* **WRITTEN REQUEST**
Copy the lines of the items below word for word, starting with the line that contains "I would be grateful if you could tag the man's" and continuing through the end of the items.

* **Dataset records**
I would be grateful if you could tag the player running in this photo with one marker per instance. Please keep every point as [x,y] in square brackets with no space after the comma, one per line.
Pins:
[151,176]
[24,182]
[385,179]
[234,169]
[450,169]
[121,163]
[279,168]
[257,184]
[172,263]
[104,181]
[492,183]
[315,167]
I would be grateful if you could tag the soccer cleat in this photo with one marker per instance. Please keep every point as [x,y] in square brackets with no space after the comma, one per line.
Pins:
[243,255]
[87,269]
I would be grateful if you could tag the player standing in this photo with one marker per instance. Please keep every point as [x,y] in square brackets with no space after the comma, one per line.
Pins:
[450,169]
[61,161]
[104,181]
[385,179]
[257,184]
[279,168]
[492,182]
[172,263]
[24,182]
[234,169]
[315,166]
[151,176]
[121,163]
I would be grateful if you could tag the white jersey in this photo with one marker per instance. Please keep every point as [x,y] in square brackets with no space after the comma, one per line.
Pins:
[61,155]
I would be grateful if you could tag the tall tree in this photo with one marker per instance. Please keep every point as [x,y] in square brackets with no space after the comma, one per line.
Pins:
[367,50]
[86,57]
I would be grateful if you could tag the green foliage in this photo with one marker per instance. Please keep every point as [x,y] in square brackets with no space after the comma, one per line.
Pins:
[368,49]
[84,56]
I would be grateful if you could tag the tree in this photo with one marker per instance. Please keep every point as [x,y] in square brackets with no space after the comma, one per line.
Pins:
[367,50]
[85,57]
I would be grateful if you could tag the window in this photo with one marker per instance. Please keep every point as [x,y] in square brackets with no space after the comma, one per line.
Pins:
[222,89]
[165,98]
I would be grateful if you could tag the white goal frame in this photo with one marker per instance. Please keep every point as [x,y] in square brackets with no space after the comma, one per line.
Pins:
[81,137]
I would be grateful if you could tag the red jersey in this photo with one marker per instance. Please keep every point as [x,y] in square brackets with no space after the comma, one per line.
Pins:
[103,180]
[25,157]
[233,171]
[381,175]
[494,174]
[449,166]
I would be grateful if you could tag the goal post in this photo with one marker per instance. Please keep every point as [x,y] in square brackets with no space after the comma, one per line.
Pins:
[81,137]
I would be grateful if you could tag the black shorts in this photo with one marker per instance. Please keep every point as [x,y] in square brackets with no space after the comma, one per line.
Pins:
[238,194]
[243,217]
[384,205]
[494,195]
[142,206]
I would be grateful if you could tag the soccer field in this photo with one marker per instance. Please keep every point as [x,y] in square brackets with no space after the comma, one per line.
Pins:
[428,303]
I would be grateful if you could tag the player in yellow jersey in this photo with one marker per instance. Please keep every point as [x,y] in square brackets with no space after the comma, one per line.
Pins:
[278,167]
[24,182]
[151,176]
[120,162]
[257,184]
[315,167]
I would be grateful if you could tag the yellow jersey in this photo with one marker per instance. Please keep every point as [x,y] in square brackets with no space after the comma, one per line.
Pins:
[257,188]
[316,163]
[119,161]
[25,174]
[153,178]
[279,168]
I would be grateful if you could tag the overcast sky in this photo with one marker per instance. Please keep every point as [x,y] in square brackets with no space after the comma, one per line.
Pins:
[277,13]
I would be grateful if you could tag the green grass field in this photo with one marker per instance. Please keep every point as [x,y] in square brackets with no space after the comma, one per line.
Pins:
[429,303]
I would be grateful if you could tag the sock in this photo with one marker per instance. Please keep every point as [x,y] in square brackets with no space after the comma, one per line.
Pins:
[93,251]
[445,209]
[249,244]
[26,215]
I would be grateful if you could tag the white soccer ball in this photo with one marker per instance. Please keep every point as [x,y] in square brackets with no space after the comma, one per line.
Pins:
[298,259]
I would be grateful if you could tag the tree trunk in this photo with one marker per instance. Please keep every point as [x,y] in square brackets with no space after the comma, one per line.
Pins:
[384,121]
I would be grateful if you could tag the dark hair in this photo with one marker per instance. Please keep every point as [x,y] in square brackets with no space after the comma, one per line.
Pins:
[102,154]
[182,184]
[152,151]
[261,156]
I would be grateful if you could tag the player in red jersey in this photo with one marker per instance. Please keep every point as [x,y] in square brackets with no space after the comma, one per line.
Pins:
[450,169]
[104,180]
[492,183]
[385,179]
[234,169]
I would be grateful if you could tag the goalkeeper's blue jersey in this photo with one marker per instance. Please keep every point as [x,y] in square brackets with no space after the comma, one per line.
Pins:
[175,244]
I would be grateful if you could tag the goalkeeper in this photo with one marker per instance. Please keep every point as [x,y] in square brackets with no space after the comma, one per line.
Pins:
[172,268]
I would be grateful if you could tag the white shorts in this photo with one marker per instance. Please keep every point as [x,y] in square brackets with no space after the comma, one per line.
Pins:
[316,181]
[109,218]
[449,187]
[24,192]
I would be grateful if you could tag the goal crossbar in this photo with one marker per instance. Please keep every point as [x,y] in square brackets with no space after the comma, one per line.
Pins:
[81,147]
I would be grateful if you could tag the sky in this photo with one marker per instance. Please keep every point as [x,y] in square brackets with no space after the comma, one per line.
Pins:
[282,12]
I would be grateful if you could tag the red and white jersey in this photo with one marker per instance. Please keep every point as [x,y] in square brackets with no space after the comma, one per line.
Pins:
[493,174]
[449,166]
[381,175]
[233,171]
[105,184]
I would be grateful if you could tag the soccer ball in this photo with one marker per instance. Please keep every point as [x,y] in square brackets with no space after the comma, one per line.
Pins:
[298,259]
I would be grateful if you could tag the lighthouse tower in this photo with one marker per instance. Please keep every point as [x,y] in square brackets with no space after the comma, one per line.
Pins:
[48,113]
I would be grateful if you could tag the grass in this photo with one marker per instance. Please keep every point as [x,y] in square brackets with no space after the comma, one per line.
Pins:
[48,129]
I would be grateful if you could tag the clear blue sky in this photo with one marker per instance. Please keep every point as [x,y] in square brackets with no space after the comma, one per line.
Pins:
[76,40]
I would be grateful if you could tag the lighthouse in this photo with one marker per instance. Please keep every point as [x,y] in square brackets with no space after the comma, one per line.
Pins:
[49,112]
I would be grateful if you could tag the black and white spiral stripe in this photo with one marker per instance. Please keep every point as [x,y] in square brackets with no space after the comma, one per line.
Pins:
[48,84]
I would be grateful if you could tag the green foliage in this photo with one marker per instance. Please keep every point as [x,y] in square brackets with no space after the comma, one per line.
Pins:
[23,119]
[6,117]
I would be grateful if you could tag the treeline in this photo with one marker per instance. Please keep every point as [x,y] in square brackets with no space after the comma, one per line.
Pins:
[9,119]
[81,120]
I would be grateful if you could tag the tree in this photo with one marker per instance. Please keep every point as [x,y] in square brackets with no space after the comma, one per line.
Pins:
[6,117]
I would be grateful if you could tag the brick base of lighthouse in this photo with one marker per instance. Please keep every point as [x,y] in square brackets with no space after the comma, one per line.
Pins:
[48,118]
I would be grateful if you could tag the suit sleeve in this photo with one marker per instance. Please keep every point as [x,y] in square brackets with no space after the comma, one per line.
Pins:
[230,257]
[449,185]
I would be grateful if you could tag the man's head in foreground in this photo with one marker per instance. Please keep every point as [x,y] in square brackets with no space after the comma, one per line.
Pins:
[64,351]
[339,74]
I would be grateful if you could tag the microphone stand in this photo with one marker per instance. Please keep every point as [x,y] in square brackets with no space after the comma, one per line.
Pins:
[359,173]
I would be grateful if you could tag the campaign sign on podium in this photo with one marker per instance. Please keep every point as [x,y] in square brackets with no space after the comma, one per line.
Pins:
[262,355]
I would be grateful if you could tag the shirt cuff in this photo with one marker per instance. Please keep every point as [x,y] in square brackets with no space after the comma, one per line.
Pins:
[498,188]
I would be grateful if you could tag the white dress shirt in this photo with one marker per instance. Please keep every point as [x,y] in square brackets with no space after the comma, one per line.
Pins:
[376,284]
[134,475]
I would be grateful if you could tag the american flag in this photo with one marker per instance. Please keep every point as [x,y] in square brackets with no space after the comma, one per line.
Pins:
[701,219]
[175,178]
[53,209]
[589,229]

* **SOLUTION**
I would be grateful if you could tag the man's head in foreground in this photo with one marker per instance. Please keep every point as [x,y] in square brackets with no space after the comma, one per line.
Pins:
[64,351]
[339,74]
I would be grateful if you could tag the microphone stand in this photo with one marker per instance. Please keep every point as [x,y] in square brackets with no space after the comma, one per line.
Pins:
[359,173]
I would be grateful if you could tag the campaign sign on podium in this photo with one marker per instance. Please keep every point as [x,y] in square brackets with no space after the comma, one per line.
Pins:
[262,355]
I would be grateful if you could tag the shirt cuff in this photo with one marker per instance. Please keep every point as [x,y] in square brackets with no space after the comma, one per line.
Pins:
[498,188]
I would be grateful if you could tag the white dress shirt in this photo with one marker per instance. Please keep every point as [x,y] in square brackets with no space after the comma, one per line.
Pins:
[376,284]
[134,475]
I would be grateful if you could tag the american flag in this photo with one marker per instance. Please keep every point as [x,y] in square brackets with no space after the comma, one per line.
Pins:
[701,219]
[175,178]
[53,209]
[589,229]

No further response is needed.